● **What you have to do**
Render this sentence from the gallery sitter passage below in Spanish: "As much as it might sound like it, Mr Danial is not a security guard."

● **Provided passage**
Like most twenty-nine-year-olds, Mr Danial works 8 hours a day, 5 days a week.

During that time, dressed in a black polo tee and pants, he stands largely motionless in a quiet room, keeping an attentive watch over the area he’s been entrusted with. His job description includes interacting with people, but unfortunately, it’s something he doesn’t get to do very often. If at all.

As much as it might sound like it, Mr Danial is not a security guard.

Instead, he’s one of Singapore Art Museum’s gallery sitters—a profession that’s grossly underappreciated and often overlooked.

Preferring to keep to myself whenever I visit a museum, I must confess that I’ve never paid them any attention. In fact, I didn’t even know such a job existed. At least not until I found myself struggling to understand the five artists of the President’s Young Talents 2018.

Desperate for any grain of clarity, I turn to Mr Danial for a little help interpreting the artwork. After all, gallery sitters spend so much time around the art, surely they must have insightful perspectives, right?

This afternoon, Mr Danial is keeping a watchful eye over an installation titled, “The scars that write us” by artist Yanyun Chen. Or maybe he isn’t, since it’s hard to even spot him in the dark room. Meant to evoke a sense of anticipation, curiosity and uncertainty, the darkness means that only the many gold-plated recreations of keloid scars (on which the installation is based) are well-lit.

[Pointing and labeling entries]
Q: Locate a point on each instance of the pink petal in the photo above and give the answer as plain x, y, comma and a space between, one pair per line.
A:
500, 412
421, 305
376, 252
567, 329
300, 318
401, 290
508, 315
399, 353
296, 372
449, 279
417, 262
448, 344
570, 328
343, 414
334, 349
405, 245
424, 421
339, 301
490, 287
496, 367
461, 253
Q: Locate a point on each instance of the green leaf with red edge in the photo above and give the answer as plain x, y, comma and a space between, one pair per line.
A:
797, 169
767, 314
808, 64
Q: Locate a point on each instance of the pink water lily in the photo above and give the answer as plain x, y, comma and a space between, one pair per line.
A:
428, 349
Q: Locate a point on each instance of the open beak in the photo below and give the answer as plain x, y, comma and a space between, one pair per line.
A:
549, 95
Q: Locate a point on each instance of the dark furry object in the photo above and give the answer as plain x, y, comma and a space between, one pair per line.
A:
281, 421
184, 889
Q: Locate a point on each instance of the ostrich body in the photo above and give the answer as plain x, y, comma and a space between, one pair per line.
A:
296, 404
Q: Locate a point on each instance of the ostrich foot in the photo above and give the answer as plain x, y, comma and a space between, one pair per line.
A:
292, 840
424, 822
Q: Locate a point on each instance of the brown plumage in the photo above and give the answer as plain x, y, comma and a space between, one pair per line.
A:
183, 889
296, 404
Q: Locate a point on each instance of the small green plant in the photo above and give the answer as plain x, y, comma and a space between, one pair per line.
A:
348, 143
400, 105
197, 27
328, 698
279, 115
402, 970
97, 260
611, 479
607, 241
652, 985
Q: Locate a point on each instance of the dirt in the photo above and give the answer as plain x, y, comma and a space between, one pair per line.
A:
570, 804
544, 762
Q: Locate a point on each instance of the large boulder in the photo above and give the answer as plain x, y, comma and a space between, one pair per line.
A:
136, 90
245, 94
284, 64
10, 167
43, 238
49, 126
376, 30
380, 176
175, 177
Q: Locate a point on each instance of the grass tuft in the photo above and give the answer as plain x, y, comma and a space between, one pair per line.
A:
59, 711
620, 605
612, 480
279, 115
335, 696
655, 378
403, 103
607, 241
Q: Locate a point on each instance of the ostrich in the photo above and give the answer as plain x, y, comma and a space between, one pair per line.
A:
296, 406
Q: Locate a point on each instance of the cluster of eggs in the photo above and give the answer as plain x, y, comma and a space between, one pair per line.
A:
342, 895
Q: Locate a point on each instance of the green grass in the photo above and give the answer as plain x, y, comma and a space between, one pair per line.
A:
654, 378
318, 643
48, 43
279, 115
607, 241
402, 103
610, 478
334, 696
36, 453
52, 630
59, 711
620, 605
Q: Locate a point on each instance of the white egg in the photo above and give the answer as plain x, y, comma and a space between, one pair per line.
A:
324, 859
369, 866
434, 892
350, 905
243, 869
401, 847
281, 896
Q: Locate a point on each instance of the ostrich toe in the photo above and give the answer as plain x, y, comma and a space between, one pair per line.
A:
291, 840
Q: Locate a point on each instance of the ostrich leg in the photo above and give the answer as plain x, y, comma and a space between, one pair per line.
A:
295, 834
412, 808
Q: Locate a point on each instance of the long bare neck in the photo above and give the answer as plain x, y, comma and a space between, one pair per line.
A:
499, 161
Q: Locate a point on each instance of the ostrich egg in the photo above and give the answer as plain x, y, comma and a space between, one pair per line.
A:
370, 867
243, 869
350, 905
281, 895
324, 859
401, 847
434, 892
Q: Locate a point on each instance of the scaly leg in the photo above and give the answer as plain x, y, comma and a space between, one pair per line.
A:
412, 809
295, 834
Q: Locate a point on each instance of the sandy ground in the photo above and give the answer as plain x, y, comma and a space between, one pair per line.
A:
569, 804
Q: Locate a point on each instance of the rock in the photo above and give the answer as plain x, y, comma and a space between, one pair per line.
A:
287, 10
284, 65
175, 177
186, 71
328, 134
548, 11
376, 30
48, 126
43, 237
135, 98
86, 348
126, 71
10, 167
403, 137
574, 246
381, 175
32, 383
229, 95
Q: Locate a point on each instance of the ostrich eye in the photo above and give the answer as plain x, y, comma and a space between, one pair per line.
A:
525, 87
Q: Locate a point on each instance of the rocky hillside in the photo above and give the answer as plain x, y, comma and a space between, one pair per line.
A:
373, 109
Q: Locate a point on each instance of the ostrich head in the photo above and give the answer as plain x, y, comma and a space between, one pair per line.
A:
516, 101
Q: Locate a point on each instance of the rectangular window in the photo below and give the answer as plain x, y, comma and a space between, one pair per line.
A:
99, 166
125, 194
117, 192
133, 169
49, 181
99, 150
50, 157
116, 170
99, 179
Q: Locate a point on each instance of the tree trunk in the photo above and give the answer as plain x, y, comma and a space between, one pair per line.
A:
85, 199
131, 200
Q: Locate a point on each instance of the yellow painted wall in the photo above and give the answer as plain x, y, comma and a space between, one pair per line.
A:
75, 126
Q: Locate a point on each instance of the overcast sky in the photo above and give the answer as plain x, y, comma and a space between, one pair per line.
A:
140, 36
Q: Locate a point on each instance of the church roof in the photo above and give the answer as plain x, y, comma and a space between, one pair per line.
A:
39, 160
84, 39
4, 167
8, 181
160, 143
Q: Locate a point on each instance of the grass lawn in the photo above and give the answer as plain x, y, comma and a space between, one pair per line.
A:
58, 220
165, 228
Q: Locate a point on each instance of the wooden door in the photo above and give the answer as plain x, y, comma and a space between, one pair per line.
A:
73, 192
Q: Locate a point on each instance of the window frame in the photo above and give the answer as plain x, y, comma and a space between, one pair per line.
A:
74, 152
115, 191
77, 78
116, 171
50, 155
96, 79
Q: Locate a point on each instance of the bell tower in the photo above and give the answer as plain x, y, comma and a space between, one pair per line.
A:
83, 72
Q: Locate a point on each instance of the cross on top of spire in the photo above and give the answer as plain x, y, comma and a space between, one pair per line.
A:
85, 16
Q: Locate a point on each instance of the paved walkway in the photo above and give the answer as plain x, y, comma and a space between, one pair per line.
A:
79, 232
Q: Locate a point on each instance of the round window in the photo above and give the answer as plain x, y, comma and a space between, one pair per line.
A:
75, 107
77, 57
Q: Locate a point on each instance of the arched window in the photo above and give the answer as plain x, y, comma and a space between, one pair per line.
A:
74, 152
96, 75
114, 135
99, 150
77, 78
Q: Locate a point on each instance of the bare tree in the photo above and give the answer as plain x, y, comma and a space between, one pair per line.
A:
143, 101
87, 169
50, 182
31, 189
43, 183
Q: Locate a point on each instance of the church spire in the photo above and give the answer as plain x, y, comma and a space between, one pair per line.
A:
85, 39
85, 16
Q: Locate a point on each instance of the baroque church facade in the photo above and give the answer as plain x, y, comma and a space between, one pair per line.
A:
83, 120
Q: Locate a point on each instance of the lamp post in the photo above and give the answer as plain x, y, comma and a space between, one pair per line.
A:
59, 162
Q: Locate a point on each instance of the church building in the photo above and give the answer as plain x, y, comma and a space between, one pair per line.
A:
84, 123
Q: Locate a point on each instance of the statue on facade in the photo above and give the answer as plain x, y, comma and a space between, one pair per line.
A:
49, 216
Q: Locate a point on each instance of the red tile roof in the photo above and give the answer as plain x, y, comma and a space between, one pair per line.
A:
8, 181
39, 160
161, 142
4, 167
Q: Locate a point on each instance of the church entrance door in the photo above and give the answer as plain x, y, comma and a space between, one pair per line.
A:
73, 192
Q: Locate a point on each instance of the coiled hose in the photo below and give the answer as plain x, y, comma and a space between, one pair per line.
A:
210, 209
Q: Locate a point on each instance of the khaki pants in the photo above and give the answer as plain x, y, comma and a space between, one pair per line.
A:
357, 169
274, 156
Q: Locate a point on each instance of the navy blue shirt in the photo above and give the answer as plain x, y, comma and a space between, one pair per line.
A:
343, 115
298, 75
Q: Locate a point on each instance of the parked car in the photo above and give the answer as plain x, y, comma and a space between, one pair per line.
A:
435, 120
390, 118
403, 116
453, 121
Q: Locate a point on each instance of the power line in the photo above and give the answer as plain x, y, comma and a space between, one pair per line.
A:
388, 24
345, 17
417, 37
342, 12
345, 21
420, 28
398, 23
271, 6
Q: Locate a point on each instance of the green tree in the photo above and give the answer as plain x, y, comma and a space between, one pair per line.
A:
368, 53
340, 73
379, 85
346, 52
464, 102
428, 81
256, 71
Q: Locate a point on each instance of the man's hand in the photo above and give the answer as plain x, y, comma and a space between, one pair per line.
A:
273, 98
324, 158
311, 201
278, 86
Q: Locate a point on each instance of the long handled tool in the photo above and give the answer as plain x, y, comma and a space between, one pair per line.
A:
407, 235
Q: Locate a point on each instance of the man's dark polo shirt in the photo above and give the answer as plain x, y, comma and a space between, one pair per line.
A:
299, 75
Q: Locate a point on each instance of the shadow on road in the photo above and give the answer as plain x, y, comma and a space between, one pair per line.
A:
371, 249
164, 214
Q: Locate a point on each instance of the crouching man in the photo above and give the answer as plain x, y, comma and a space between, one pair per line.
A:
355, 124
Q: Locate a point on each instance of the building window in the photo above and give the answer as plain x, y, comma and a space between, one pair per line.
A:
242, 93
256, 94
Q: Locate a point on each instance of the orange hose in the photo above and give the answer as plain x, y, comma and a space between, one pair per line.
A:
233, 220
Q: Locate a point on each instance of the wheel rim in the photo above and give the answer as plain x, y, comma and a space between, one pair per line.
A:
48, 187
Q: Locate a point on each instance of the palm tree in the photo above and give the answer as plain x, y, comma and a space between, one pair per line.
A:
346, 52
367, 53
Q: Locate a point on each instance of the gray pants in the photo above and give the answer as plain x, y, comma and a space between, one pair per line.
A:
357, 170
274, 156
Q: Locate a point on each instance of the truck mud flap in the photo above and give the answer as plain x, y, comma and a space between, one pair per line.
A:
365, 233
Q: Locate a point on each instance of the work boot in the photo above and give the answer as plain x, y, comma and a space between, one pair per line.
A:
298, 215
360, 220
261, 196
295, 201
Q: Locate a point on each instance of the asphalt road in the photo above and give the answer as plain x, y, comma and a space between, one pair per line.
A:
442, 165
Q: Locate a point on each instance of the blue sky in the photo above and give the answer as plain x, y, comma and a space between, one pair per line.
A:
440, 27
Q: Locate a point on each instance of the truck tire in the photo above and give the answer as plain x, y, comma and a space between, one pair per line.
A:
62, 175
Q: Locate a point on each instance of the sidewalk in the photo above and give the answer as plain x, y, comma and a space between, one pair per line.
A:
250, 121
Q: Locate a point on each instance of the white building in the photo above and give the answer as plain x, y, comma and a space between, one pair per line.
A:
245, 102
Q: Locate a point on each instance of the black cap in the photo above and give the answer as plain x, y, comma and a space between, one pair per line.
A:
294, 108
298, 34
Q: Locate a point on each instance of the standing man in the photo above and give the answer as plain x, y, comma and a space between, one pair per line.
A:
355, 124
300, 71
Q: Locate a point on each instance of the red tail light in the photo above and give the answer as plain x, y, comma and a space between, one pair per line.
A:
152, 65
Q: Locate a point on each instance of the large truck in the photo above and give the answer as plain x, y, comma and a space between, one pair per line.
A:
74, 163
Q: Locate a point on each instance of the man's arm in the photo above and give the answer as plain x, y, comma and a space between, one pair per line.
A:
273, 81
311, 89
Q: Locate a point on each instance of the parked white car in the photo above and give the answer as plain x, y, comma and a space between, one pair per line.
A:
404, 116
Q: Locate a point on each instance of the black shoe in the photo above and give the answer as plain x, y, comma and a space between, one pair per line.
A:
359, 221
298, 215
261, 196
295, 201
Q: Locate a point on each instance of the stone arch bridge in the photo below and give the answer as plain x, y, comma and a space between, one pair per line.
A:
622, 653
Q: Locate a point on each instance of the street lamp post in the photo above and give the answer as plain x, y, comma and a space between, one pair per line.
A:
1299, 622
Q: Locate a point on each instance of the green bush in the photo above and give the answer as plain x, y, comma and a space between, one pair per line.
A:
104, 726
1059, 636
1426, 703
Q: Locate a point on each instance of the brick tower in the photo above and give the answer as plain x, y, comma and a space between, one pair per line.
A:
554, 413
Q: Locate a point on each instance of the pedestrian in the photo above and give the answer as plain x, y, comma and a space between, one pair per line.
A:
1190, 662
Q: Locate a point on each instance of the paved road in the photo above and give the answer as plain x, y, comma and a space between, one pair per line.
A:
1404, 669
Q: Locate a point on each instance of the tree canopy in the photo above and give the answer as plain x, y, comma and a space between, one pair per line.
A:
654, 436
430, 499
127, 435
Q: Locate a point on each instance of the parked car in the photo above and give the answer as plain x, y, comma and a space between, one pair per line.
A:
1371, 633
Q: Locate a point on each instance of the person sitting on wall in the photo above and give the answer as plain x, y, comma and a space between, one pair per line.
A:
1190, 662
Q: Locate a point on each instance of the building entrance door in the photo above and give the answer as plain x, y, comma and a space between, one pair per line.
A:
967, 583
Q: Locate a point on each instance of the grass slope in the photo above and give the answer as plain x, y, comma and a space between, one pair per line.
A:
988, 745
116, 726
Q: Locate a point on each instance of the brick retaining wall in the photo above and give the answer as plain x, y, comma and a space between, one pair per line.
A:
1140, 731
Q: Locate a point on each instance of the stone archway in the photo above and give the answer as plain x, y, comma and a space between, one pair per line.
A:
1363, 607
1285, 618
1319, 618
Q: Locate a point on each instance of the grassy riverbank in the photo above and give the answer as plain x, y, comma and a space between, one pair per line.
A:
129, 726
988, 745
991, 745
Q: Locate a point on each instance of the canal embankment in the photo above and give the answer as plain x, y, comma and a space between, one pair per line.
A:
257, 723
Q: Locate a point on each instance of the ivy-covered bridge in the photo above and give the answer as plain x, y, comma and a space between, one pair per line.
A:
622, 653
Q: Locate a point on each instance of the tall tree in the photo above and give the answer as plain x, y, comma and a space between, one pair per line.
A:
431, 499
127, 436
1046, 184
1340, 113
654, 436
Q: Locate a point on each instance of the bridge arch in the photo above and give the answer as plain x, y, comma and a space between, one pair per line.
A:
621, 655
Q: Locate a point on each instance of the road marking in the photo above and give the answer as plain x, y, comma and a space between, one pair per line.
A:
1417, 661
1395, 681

● **Final result**
Por mucho que lo parezca, el señor Danial no es un guardia de seguridad.